■ Records to process

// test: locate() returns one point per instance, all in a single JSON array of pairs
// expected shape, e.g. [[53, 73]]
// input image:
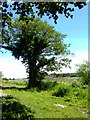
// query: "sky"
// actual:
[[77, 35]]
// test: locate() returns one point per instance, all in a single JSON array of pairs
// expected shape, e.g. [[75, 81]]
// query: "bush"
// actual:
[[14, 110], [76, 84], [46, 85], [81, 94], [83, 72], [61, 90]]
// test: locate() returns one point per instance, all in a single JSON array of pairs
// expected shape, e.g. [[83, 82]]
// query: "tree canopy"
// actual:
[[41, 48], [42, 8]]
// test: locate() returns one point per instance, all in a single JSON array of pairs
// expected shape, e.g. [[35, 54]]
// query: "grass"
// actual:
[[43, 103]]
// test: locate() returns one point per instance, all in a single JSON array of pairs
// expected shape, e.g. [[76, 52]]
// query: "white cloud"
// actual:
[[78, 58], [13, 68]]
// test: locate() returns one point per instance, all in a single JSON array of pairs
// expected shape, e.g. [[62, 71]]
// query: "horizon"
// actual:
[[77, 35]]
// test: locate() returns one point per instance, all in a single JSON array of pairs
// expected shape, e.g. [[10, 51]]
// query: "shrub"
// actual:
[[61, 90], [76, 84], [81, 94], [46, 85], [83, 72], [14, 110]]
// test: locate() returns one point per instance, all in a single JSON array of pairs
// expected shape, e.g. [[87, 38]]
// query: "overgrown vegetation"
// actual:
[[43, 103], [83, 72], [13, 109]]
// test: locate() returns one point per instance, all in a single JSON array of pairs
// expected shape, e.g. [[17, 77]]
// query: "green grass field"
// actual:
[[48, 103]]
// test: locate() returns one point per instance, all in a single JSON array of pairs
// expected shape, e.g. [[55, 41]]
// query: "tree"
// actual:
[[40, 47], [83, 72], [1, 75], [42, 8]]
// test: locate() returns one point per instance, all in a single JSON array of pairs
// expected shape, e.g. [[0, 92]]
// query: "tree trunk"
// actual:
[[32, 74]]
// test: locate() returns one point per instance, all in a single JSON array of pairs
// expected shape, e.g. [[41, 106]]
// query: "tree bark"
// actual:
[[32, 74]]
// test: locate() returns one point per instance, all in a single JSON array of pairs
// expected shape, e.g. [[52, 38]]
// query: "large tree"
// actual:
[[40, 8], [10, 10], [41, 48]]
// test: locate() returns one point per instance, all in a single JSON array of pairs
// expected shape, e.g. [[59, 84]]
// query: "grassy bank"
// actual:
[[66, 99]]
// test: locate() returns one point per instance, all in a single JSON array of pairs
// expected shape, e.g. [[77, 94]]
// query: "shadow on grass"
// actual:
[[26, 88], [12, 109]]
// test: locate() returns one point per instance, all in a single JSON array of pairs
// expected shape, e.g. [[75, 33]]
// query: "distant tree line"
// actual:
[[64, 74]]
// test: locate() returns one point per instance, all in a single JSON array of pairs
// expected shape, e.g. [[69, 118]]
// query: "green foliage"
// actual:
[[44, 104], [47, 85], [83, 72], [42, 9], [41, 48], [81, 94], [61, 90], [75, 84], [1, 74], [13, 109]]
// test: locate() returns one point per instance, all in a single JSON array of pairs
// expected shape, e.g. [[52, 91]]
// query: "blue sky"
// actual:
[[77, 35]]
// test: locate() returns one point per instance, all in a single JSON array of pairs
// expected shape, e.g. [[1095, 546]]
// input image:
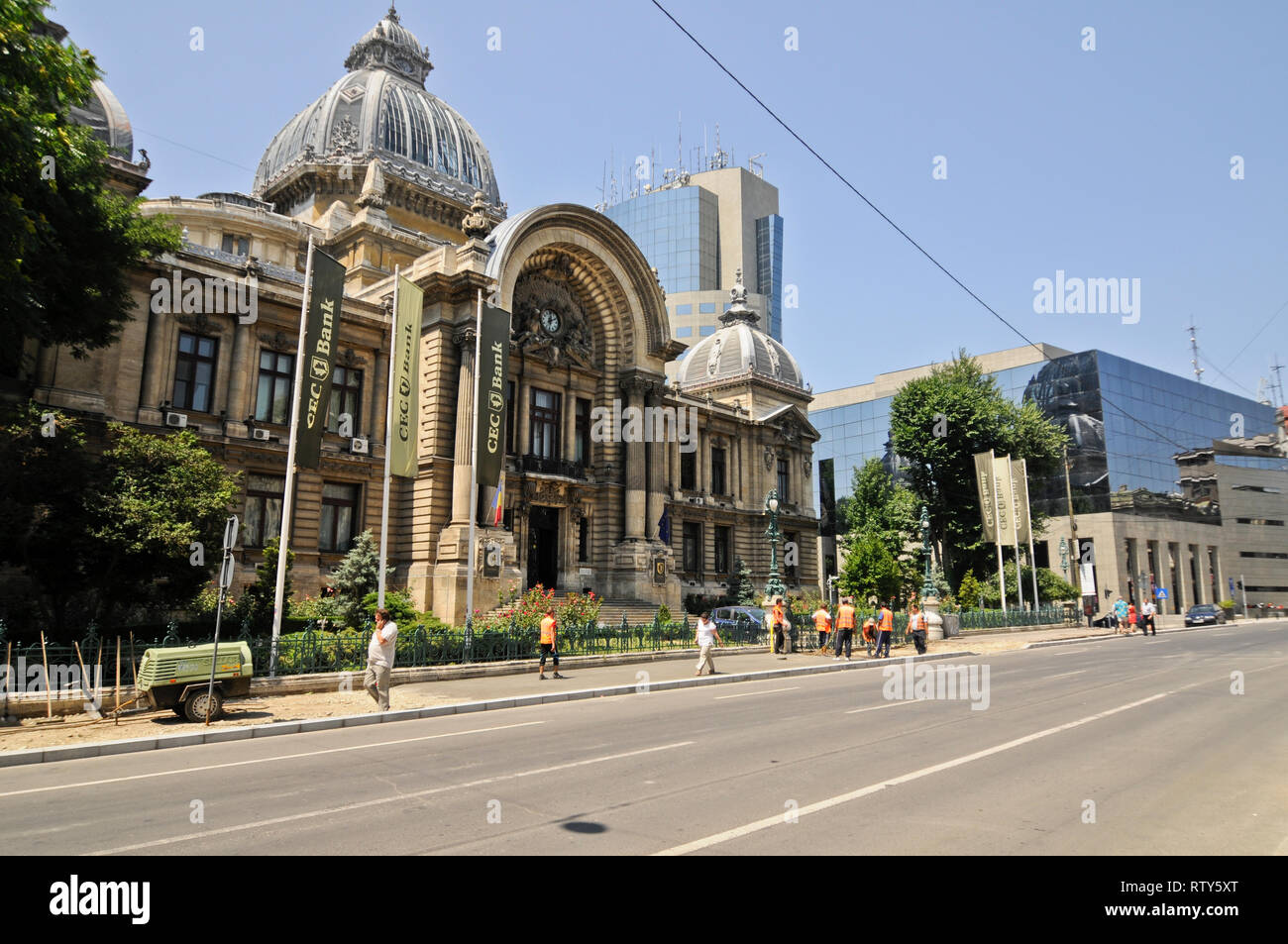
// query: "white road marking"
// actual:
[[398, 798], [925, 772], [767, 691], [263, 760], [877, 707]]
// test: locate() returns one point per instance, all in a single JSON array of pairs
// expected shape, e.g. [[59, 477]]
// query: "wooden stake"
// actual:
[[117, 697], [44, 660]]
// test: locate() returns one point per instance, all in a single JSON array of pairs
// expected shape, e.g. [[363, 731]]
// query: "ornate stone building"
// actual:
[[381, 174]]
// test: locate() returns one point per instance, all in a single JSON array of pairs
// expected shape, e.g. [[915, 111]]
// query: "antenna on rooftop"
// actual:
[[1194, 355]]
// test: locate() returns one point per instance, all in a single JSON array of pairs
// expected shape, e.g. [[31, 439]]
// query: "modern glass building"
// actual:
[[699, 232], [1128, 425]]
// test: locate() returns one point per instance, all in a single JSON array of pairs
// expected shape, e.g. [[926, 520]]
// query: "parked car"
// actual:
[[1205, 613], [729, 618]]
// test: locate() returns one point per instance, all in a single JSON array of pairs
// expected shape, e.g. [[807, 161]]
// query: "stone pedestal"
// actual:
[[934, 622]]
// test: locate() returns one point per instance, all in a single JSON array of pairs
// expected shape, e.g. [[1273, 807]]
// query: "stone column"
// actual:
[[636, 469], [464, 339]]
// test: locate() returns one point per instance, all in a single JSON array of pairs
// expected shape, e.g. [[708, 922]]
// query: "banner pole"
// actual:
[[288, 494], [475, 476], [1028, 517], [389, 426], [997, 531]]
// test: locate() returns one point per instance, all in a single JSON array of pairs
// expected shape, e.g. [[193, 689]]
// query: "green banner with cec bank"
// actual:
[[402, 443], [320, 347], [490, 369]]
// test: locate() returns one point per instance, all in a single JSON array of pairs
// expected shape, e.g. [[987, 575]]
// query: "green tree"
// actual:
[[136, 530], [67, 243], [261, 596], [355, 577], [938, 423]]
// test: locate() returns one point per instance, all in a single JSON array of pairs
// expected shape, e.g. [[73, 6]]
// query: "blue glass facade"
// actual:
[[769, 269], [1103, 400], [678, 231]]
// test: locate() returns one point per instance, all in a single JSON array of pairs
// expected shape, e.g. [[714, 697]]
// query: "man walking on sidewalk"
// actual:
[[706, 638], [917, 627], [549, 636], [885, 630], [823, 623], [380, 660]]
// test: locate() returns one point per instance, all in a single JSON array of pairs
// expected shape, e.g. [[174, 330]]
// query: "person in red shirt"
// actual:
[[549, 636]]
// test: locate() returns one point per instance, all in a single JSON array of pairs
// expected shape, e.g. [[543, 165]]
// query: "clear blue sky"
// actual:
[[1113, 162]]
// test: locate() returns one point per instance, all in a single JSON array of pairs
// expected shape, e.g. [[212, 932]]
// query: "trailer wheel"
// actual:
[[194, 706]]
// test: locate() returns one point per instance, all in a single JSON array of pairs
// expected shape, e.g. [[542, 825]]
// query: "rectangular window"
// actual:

---

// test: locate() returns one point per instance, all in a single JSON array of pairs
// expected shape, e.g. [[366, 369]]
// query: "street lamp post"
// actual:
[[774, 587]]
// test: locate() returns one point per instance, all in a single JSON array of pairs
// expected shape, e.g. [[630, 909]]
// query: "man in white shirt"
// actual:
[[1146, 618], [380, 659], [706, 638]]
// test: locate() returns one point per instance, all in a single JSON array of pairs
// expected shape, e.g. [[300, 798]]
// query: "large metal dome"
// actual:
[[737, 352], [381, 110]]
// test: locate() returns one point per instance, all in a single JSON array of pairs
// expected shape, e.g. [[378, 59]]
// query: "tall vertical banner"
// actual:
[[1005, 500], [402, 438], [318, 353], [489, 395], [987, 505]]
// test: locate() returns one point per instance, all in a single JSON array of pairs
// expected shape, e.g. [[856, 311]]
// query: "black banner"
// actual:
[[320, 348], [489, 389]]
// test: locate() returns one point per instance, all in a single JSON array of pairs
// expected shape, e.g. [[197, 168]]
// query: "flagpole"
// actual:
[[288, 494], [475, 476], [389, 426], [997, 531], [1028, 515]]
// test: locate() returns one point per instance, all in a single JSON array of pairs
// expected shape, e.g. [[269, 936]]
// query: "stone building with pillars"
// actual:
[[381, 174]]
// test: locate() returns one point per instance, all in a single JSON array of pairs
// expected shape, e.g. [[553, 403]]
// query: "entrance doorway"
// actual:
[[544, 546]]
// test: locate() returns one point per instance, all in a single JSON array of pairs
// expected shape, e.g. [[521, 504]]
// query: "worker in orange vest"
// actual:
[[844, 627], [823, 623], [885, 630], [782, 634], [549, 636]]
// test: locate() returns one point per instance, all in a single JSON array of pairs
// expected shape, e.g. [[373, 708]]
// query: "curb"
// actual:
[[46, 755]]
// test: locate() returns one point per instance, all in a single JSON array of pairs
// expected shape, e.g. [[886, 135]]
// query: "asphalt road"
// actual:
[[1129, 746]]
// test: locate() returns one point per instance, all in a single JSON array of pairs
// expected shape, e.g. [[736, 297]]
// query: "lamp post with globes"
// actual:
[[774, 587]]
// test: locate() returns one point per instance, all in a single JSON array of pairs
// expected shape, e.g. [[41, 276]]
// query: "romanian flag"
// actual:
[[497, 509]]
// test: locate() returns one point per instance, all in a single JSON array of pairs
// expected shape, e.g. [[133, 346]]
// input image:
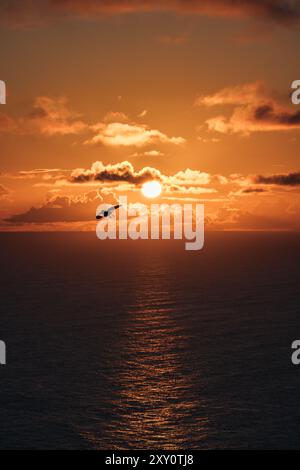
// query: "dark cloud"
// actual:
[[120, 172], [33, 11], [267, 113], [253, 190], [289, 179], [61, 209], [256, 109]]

* * *

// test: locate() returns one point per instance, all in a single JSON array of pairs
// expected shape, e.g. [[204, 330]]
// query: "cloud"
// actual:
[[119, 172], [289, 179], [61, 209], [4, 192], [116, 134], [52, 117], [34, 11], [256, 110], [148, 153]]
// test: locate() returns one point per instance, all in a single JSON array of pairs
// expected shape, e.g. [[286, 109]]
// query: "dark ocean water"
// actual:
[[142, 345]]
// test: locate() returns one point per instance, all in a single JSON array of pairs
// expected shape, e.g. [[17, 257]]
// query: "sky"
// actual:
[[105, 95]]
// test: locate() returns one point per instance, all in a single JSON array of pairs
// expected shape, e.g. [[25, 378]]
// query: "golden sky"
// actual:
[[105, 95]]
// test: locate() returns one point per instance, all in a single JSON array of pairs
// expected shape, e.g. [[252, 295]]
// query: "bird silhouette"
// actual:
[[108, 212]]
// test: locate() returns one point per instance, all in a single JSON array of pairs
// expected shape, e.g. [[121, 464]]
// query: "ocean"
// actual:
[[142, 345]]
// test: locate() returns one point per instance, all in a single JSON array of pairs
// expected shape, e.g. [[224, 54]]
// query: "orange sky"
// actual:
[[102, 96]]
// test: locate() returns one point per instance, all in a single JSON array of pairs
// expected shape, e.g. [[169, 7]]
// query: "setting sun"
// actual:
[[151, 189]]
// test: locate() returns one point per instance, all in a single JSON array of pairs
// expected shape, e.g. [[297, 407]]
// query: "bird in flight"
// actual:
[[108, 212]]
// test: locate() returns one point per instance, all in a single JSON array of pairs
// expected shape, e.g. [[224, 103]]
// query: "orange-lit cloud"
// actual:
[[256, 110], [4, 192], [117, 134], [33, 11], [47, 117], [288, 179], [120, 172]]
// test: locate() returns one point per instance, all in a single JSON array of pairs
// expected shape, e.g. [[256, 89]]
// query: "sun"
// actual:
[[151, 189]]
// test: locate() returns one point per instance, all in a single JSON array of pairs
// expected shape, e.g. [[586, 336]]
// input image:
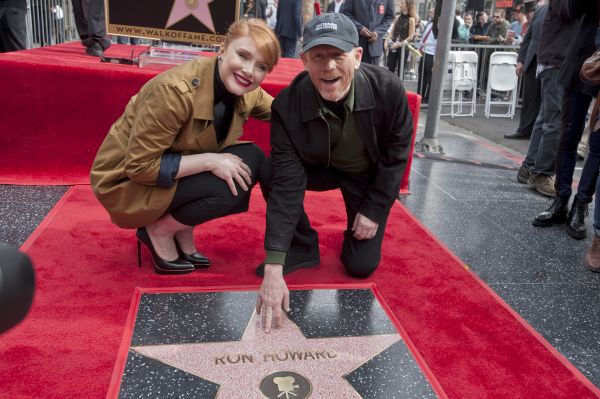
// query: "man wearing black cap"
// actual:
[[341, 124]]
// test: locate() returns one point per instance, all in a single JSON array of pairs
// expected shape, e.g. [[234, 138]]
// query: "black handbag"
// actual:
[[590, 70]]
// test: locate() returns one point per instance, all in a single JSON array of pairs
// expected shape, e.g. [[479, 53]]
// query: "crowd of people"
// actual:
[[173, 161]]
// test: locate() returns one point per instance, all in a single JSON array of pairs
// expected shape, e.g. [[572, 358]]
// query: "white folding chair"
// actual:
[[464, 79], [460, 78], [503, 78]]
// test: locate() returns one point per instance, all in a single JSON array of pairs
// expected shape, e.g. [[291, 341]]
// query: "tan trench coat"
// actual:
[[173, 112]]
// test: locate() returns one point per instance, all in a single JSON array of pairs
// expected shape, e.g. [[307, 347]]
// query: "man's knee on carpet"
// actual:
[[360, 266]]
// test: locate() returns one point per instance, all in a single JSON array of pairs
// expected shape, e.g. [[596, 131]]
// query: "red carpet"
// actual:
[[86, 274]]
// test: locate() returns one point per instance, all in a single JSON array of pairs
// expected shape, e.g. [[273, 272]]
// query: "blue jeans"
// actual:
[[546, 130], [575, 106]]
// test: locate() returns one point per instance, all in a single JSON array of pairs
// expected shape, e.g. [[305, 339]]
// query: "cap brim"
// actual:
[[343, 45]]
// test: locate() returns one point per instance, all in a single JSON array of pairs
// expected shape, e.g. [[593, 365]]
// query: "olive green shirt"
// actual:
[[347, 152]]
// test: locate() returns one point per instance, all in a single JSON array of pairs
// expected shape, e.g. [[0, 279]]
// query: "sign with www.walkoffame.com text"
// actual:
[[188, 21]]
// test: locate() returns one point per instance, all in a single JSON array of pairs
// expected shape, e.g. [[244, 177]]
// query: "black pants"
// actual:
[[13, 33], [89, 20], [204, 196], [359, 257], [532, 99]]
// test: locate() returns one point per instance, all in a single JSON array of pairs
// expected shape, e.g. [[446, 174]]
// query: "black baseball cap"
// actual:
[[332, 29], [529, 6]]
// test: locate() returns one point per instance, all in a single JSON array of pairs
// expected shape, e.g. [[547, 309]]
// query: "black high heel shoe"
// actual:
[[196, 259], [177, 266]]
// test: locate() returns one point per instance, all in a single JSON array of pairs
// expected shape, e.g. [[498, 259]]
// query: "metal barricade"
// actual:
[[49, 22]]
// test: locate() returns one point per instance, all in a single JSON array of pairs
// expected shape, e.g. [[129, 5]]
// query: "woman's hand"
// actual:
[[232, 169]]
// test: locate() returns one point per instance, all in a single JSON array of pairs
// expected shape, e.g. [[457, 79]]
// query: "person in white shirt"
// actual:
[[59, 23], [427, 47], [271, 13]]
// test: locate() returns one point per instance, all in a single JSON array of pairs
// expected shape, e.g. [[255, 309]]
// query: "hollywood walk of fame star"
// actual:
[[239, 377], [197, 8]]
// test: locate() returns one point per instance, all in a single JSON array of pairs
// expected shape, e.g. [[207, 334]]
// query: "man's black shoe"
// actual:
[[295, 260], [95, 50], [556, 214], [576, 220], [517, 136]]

■ Task
Gather every line in the listing above that contains the word "blue".

■ Written answer
// query: "blue sky"
// query: "blue glass facade"
// query: "clear blue sky"
// query: "blue jeans"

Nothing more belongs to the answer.